» **DATA SUPPLIED**

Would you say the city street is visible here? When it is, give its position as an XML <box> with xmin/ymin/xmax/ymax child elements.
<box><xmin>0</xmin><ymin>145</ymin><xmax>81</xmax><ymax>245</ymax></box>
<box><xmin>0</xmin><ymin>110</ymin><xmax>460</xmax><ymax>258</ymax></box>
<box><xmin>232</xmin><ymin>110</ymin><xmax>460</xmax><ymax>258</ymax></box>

---

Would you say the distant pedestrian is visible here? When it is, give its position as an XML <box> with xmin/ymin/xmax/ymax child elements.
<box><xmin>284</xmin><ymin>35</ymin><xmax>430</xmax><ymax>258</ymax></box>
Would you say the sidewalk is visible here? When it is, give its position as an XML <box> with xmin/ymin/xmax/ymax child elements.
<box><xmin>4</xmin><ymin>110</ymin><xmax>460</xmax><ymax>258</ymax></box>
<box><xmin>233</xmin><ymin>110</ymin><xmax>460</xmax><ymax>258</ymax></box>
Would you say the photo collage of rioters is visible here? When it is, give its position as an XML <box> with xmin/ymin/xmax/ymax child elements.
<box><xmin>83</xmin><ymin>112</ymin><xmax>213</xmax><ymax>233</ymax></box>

---

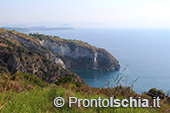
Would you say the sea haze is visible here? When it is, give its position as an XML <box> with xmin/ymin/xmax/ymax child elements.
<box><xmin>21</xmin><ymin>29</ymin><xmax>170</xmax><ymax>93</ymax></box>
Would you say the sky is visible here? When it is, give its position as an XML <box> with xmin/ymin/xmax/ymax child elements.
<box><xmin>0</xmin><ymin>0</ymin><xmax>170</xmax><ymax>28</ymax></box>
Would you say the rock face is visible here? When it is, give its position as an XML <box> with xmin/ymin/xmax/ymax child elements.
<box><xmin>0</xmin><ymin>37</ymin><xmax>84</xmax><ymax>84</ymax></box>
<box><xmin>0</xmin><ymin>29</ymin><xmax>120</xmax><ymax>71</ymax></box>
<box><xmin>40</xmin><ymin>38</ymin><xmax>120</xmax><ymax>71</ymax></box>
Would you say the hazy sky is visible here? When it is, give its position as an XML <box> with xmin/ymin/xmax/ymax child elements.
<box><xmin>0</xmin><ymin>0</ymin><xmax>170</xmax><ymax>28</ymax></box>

» **DIRECTIVE**
Keep only the lines of the records that contain the string "visible", with case counting.

» **FINAL ANSWER**
Would you say the city street is visible here? When it is, give its position as an XML <box> with xmin/ymin/xmax/ymax child elements.
Would you say the distant pedestrian is visible here? When it is, give its position as an XML <box> with xmin/ymin/xmax/ymax child elements.
Would you say the sidewalk is visible here? When it is, give its position as an XML <box> with xmin/ymin/xmax/ymax child elements.
Would you say the photo collage of rioters is visible here? When it is, give its position as an XML <box> with xmin/ymin/xmax/ymax child elements.
Would you say the sea haze is visible here? When it is, give its position as an XML <box> with xmin/ymin/xmax/ymax child elements.
Would you say the sky is visible here? When it is, give its position as an XML <box> with xmin/ymin/xmax/ymax child elements.
Would you say the rock face is visible here? When it is, give its position as an XML <box> with xmin/ymin/xmax/ymax child elements.
Would you say the hazy sky is visible here? When it is, give its position as an XML <box> with xmin/ymin/xmax/ymax child elements.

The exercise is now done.